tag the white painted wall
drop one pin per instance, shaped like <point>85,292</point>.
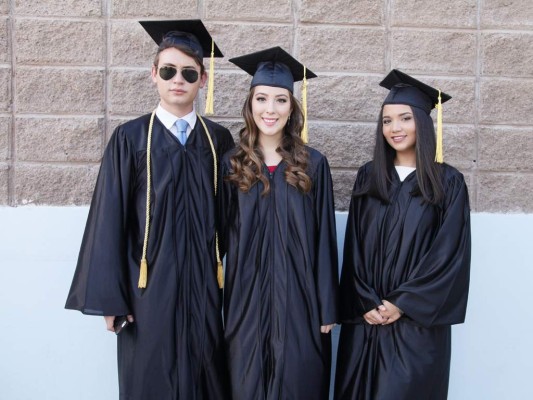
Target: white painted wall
<point>48,353</point>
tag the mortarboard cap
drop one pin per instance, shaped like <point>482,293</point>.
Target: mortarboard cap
<point>192,34</point>
<point>273,67</point>
<point>405,89</point>
<point>186,32</point>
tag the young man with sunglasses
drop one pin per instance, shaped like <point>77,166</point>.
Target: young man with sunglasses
<point>149,253</point>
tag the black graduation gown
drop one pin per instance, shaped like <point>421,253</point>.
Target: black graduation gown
<point>174,350</point>
<point>281,285</point>
<point>417,256</point>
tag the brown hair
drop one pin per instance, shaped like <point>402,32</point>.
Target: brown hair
<point>167,44</point>
<point>247,162</point>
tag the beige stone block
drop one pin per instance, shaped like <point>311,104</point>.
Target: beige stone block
<point>59,8</point>
<point>59,139</point>
<point>434,51</point>
<point>4,41</point>
<point>445,14</point>
<point>132,92</point>
<point>5,129</point>
<point>51,90</point>
<point>345,145</point>
<point>237,39</point>
<point>345,98</point>
<point>230,94</point>
<point>509,14</point>
<point>5,89</point>
<point>162,9</point>
<point>459,146</point>
<point>504,148</point>
<point>4,184</point>
<point>45,184</point>
<point>498,192</point>
<point>59,42</point>
<point>343,181</point>
<point>259,10</point>
<point>362,12</point>
<point>506,101</point>
<point>366,54</point>
<point>508,54</point>
<point>130,45</point>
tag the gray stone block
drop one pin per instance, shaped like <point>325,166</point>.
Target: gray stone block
<point>155,9</point>
<point>46,184</point>
<point>5,51</point>
<point>4,184</point>
<point>132,92</point>
<point>5,130</point>
<point>343,181</point>
<point>507,14</point>
<point>508,54</point>
<point>342,98</point>
<point>5,89</point>
<point>59,139</point>
<point>506,101</point>
<point>52,90</point>
<point>434,14</point>
<point>345,145</point>
<point>60,42</point>
<point>416,50</point>
<point>262,10</point>
<point>498,192</point>
<point>366,53</point>
<point>59,8</point>
<point>505,148</point>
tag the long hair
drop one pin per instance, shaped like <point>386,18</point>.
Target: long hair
<point>428,172</point>
<point>167,44</point>
<point>247,162</point>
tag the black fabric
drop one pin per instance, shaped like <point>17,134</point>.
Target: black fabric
<point>174,348</point>
<point>417,256</point>
<point>281,285</point>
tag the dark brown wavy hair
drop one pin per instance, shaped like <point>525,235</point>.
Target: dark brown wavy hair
<point>247,162</point>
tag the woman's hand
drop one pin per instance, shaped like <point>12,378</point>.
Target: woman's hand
<point>109,320</point>
<point>374,317</point>
<point>390,312</point>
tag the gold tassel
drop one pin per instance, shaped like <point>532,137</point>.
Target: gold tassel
<point>439,152</point>
<point>209,108</point>
<point>305,136</point>
<point>143,275</point>
<point>220,275</point>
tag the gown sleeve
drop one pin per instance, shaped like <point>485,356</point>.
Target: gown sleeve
<point>437,293</point>
<point>326,273</point>
<point>357,297</point>
<point>100,283</point>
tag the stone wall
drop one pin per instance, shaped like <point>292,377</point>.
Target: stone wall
<point>71,70</point>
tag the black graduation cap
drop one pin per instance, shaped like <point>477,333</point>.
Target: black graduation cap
<point>405,89</point>
<point>273,67</point>
<point>187,32</point>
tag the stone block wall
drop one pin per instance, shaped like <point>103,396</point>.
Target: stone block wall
<point>72,70</point>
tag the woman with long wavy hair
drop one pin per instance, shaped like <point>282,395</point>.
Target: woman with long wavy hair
<point>406,264</point>
<point>278,227</point>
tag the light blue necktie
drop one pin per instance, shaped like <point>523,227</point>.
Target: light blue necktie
<point>181,126</point>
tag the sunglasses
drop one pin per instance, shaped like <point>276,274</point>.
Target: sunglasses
<point>189,74</point>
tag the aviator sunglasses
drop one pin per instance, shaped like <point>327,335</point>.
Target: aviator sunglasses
<point>168,72</point>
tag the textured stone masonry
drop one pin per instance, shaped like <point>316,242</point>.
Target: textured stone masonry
<point>73,70</point>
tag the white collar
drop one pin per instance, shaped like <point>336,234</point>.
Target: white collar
<point>168,119</point>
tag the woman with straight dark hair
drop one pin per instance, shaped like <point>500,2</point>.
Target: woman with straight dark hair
<point>405,273</point>
<point>278,226</point>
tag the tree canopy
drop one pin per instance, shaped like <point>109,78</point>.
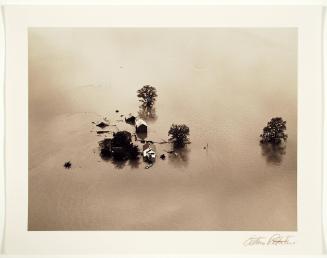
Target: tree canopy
<point>274,132</point>
<point>147,95</point>
<point>179,134</point>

◆ Assigned task
Repeat the whole of the material above exactly, but keep the pictures out.

◆ Exercise result
tag the white painted wall
drop one pin per instance, shaped like <point>85,292</point>.
Target: white painted wall
<point>48,353</point>
tag the mortarboard cap
drop one pin per instance, shaped like <point>482,293</point>.
Target: mortarboard cap
<point>192,34</point>
<point>273,67</point>
<point>405,89</point>
<point>186,32</point>
tag the young man with sunglasses
drop one pin per instance, shaped like <point>77,166</point>.
Target: young man with sunglasses
<point>149,253</point>
tag the black graduation gown
drop one pin per instance, shaped like <point>421,253</point>.
Target: black graduation gown
<point>174,350</point>
<point>281,285</point>
<point>417,256</point>
tag the brown hair
drop one pin per instance, shaped like <point>402,32</point>.
Target: brown hair
<point>167,44</point>
<point>247,162</point>
tag the beige stone block
drop one pin per instance, shaped like <point>311,104</point>.
Target: beige stone block
<point>59,8</point>
<point>59,139</point>
<point>434,51</point>
<point>4,41</point>
<point>445,14</point>
<point>132,92</point>
<point>5,129</point>
<point>51,90</point>
<point>345,145</point>
<point>237,39</point>
<point>345,98</point>
<point>230,94</point>
<point>509,14</point>
<point>5,89</point>
<point>162,9</point>
<point>459,146</point>
<point>504,148</point>
<point>4,184</point>
<point>45,184</point>
<point>498,192</point>
<point>59,42</point>
<point>343,181</point>
<point>259,10</point>
<point>362,12</point>
<point>506,101</point>
<point>366,54</point>
<point>508,54</point>
<point>130,45</point>
tag the gray stone block
drop one pin per instance, shaped like <point>325,166</point>.
Target: gray stone block
<point>155,9</point>
<point>46,184</point>
<point>5,51</point>
<point>4,184</point>
<point>132,92</point>
<point>5,130</point>
<point>343,181</point>
<point>507,14</point>
<point>508,54</point>
<point>342,98</point>
<point>5,89</point>
<point>59,139</point>
<point>506,101</point>
<point>52,90</point>
<point>434,14</point>
<point>345,145</point>
<point>60,42</point>
<point>416,50</point>
<point>262,10</point>
<point>498,192</point>
<point>366,53</point>
<point>59,8</point>
<point>505,148</point>
tag the long hair
drop one pin per instance, shaped like <point>386,18</point>.
Target: long hair
<point>428,172</point>
<point>167,44</point>
<point>247,162</point>
tag the black fabric
drop one pin per instance, shaped like <point>17,134</point>.
Target: black fabric
<point>174,348</point>
<point>417,256</point>
<point>281,285</point>
tag the dark brown wavy hair
drop one pin per instance, shaped like <point>525,235</point>.
Target: dark brown wavy hair
<point>247,162</point>
tag the woman's hand
drop one pin per instance, shaped like <point>12,378</point>.
Target: woman's hand
<point>109,320</point>
<point>374,317</point>
<point>390,312</point>
tag the gold tassel
drop one pin per instance, shaped like <point>532,137</point>.
Target: gold tassel
<point>439,152</point>
<point>209,108</point>
<point>305,136</point>
<point>143,275</point>
<point>220,275</point>
tag the gown sleeve
drop one pin per instance, shaped like <point>485,356</point>.
Target: gown sleeve
<point>437,293</point>
<point>326,273</point>
<point>357,297</point>
<point>100,283</point>
tag the stone wall
drop one pin per instance, shaped like <point>292,377</point>.
Target: stone wall
<point>71,70</point>
tag the black graduation cap
drop one pin per instance, shaped like <point>477,333</point>.
Target: black graduation cap
<point>405,89</point>
<point>273,67</point>
<point>187,32</point>
tag the stone block wall
drop one pin per instance, shaped like <point>103,396</point>.
Target: stone block wall
<point>72,70</point>
tag the woman with long wavy hair
drop one pin per instance, shaped like <point>282,395</point>.
Target: woman with long wavy hair
<point>406,264</point>
<point>278,227</point>
tag the light blue necktie
drop one pin per instance, shaped like <point>523,227</point>.
Target: light blue necktie
<point>181,126</point>
tag the sunglasses
drop one pin per instance, shaped like <point>276,274</point>.
Target: sunglasses
<point>189,74</point>
tag the aviator sunglasses
drop one pin per instance, shaped like <point>327,335</point>.
Target: aviator sunglasses
<point>168,72</point>
tag the textured stone masonry
drop one pin per instance, shaped like <point>316,242</point>.
Target: textured stone masonry
<point>73,70</point>
tag the white collar
drop one pin per instance, shaped like <point>336,234</point>.
Target: white collar
<point>168,119</point>
tag the woman with straight dark hair
drop one pin per instance, shaped like <point>500,2</point>.
Target: woman with straight dark hair
<point>405,273</point>
<point>278,226</point>
tag the tree canopy
drop one pin per instance, shaped like <point>109,78</point>.
Target: tree canopy
<point>274,132</point>
<point>147,95</point>
<point>179,134</point>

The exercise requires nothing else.